Given task: Please copy every row below word for word, leaving the pictures out of your answer.

Data listing:
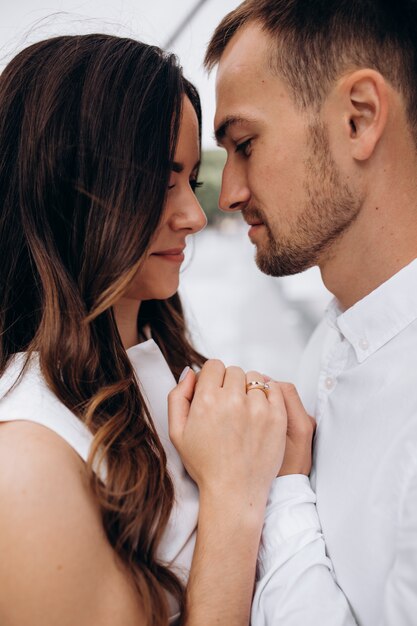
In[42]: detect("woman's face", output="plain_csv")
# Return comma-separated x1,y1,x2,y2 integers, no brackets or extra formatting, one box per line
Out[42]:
124,96,207,301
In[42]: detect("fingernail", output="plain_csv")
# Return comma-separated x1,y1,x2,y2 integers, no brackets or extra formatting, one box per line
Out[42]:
178,365,191,383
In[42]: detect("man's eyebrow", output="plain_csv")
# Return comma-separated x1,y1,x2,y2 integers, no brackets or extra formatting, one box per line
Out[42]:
171,161,201,174
214,115,254,146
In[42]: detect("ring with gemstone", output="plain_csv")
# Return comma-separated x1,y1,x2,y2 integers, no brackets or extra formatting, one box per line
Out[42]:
246,380,271,397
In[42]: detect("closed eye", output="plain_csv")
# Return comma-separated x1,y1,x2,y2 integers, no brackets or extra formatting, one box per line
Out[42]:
190,179,204,191
235,139,252,157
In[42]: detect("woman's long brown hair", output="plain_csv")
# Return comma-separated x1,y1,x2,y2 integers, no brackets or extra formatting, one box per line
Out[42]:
0,35,202,626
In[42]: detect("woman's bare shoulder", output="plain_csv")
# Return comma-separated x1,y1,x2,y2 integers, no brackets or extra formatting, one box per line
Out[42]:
0,422,145,626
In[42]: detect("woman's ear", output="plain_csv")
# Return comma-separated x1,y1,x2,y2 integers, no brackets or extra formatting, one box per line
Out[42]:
338,69,390,161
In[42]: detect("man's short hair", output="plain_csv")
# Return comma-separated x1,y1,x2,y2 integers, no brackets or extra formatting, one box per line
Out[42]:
205,0,417,138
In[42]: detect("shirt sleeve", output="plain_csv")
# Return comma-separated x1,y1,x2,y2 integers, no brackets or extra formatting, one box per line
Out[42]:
251,474,356,626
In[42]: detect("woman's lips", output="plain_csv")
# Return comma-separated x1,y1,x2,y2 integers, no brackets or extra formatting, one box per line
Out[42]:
152,248,184,263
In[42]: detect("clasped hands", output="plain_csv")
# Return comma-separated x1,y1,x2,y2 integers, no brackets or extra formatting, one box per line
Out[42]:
168,359,315,508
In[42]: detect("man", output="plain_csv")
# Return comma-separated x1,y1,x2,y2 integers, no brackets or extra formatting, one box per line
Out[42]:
206,0,417,626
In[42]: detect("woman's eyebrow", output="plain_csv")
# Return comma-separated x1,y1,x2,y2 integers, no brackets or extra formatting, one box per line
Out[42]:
171,161,201,174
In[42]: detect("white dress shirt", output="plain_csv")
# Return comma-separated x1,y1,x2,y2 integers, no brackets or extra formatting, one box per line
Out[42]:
0,339,199,624
252,260,417,626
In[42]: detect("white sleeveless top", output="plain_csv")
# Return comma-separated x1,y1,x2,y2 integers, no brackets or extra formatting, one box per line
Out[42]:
0,339,198,622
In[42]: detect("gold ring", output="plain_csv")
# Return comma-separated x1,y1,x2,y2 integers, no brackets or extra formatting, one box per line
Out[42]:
246,380,271,397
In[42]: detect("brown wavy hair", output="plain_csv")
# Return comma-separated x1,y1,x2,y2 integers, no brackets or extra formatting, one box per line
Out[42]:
0,34,203,626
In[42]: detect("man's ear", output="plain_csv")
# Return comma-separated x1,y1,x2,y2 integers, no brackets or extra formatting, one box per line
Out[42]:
338,69,390,161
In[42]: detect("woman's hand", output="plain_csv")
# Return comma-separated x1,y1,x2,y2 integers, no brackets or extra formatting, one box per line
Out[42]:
272,383,316,476
169,360,287,511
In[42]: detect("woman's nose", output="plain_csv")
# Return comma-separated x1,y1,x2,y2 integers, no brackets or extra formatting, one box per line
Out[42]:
173,189,207,234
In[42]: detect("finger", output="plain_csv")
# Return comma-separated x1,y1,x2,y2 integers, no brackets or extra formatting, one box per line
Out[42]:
279,383,312,428
196,359,226,394
268,380,287,416
168,369,196,443
246,370,267,401
223,366,246,394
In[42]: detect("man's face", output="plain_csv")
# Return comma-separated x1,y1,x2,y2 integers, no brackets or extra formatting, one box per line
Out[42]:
215,24,362,276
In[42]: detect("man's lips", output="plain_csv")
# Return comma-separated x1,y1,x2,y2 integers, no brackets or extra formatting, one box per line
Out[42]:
151,248,184,263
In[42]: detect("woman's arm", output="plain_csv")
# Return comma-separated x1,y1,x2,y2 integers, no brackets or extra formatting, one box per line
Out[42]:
0,422,145,626
169,361,287,626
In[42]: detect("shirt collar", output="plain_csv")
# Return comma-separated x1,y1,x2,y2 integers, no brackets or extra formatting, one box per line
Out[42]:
327,259,417,363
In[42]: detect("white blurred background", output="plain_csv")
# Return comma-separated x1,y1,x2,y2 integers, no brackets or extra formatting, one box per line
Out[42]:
0,0,330,380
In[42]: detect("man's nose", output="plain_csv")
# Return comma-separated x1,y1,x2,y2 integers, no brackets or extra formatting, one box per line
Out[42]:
219,163,250,211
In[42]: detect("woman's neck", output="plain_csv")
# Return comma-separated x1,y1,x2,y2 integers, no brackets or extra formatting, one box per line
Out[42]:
113,298,141,350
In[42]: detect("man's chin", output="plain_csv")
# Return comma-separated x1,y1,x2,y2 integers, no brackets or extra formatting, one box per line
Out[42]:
255,249,316,278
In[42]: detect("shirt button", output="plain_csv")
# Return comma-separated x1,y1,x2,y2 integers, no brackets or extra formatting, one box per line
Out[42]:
324,376,334,389
359,339,369,350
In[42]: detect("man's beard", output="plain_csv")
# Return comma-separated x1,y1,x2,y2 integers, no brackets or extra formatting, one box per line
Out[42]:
249,123,362,276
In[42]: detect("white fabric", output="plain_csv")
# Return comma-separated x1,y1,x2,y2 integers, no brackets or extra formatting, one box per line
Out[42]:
0,339,198,622
252,260,417,626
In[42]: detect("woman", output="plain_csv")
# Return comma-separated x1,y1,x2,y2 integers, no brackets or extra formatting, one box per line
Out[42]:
0,35,312,626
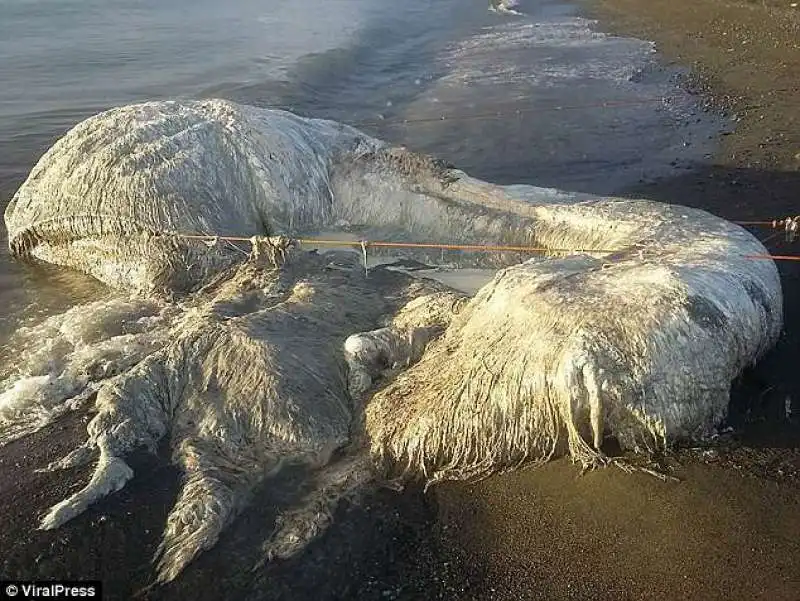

Task output:
In[42]: detect("woman's face", output="plain_csv")
# Return comma-separated x1,y1,x2,y2 integers, no brackets or extra formatting, one box per line
Out[42]:
124,96,207,301
In[42]: detect("fingernail", output="plain_csv")
# Return comma-separated x1,y1,x2,y2 integers, no brackets or extra formatting, one box per line
Out[42]:
178,365,191,383
In[42]: detect("man's eyebrow", output="plain_csv")
# Return comma-separated x1,y1,x2,y2 integers, no brackets or extra formatting, one box per line
Out[42]:
171,161,201,174
214,115,254,146
In[42]: detect("ring with gemstone", output="plain_csv")
# Return comma-separated x1,y1,x2,y2 integers, no brackets or extra formatting, one box per line
Out[42]:
246,380,271,397
In[42]: detect("closed eye", output="plain_csv")
# Return comma-separated x1,y1,x2,y2 integers, no brackets or extra formatting, one box per line
Out[42]:
190,179,204,191
235,139,252,157
In[42]: detect("woman's long brown hair", output="plain_csv")
# Return comma-separated x1,y1,x2,y2 integers, no brackets or extra formatting, one box per line
Out[42]:
0,35,202,626
In[42]: detect("woman's bare shoulder", output="plain_csv")
# Return comma-separated x1,y1,x2,y2 integers, no brackets or extra formatting, one box per line
Out[42]:
0,422,145,626
In[42]: detect("woman's ear", output="plain_csv")
# Return comma-separated x1,y1,x2,y2 integers, no brackets or extra formatting, one box per line
Out[42]:
338,69,390,161
In[42]: detect("man's short hair", output="plain_csv")
# Return comma-separated x1,y1,x2,y2 integers, no brackets or extra formatting, one box per line
Out[42]:
205,0,417,138
In[42]: detect("shirt sleeve", output="plain_csv")
# Return comma-separated x1,y1,x2,y2 integers, no brackets or extra formatting, one box per line
Out[42]:
251,474,356,626
In[42]: detect("woman's lips", output="plain_csv")
# Return comma-separated x1,y1,x2,y2 integers, no brackets or extra formatting, one box per line
Out[42]:
152,248,184,263
In[42]: detect("clasped hands", output="plain_csv")
# Return comma-separated x1,y1,x2,y2 integers, no brackets or extra formatting, one box per line
Out[42]:
168,359,315,508
In[42]: detect("man", output="plain_csv")
# Return comma-separated x1,y1,x2,y2 integers, no brackets or extra formatting, one box per line
Out[42]:
206,0,417,626
In[42]: detect("woman's eyebrow", output="plain_csv")
# Return comma-separated x1,y1,x2,y2 integers, no brackets or extra formatting, one box per line
Out[42]:
171,161,201,174
In[42]: detect("white dress shirt", output="plain_csv")
# Return comma-separated x1,y1,x2,y2 integers, no brackets or extra formatting, one box per line
Out[42]:
0,339,199,624
252,260,417,626
In[42]: detect("white sleeveless top", output="plain_csv")
# Return comma-separated x1,y1,x2,y2 integers, no brackets or extra formatting, one box per line
Out[42]:
0,339,198,622
In[42]: detect("gold ring", output="plain_csv")
# Return comma-separated x1,y1,x2,y2 integers, no brackets or extra formatting, one box per line
Out[42]:
246,380,271,397
In[42]: detect("brown wavy hair", output="plain_csv")
# Return comma-separated x1,y1,x2,y2 integers, no brackets or extra formatting, one box per line
Out[42]:
0,34,203,626
In[42]: detect("man's ear", output="plain_csv")
# Return comma-separated x1,y1,x2,y2 integers, no brackets or extra formatting, one box per line
Out[42]:
338,69,390,161
In[42]: detect("woman's hand", output="plain_csv")
# Return comma-separated x1,y1,x2,y2 integers, no brackets or extra formatting, one box per line
Out[42]:
272,383,316,476
169,360,287,511
In[42]: detect("woman's nose", output="plain_csv")
# Return comma-separated x1,y1,x2,y2 integers, no brackets or extra formatting, one box per line
Out[42]:
173,189,207,234
In[42]: detect("finger", output="plain_csv")
# Return comma-separated x1,y1,x2,y2 integers, no brackets or extra formatting, one box per line
Out[42]:
279,383,312,428
196,359,226,394
268,380,287,416
168,369,196,443
246,370,267,401
223,366,246,394
In[42]: detect("man's face", output="plain_csv")
# Return comma-separated x1,y1,x2,y2 integers, no brackets or extra formatting, one box per line
Out[42]:
215,24,362,276
In[42]: detect("man's lips", output="plain_csv")
# Return comma-separated x1,y1,x2,y2 integers, no brackets or extra formatting, one box per line
Out[42]:
151,248,184,263
In[42]: detect("woman's arm", output="plain_csv")
# Return comma-separated x1,y1,x2,y2 integers, no brackets or extra formatting, one box per line
Out[42]:
0,422,145,626
169,361,287,626
In[42]: detect("shirt collar", output="plain_csv")
# Return comma-separated x1,y1,x2,y2 integers, no brackets or extra formatting, one box per line
Out[42]:
327,259,417,363
In[42]: detect("white blurred background", output="plain_csv")
# Return comma-separated x1,y1,x2,y2 integers, no brackets or extra formatting, one box per line
Out[42]:
0,0,330,380
In[42]: detect("man's nose", output="plain_csv")
# Return comma-separated x1,y1,x2,y2 integers, no brackets or extra formatting, one box per line
Out[42]:
219,163,250,211
In[42]: detect("woman's neck", output="plain_csv")
# Return comma-separated x1,y1,x2,y2 integers, no brackets or extra formatting, one box per line
Out[42]:
113,298,141,350
In[42]: detect("man's chin", output="plain_csv")
# Return comma-separated x1,y1,x2,y2 integers, no brackets or extra formatting, one box per line
Out[42]:
255,249,316,278
In[42]: detect("shirt button", output="plain_csv")
# Return comma-separated x1,y1,x2,y2 integers, no brackets or extra formatting, one box per line
Out[42]:
324,376,334,389
359,339,369,350
In[42]: detect("man's beard", output="plain_csv")
# Return comma-separated x1,y1,x2,y2 integers, no brackets or extra formatting, one box per line
Out[42]:
249,123,362,276
In[42]: detect("white fabric", output="plain_csv")
# Return comma-separated x1,y1,x2,y2 integers, no brackets or extra formatting, one box per line
Out[42]:
0,339,198,622
252,260,417,626
In[42]: detect("woman", output="plain_csv")
# Return comma-separated x1,y1,x2,y2 integers, no brackets or extra formatting, one box per line
Out[42]:
0,35,312,626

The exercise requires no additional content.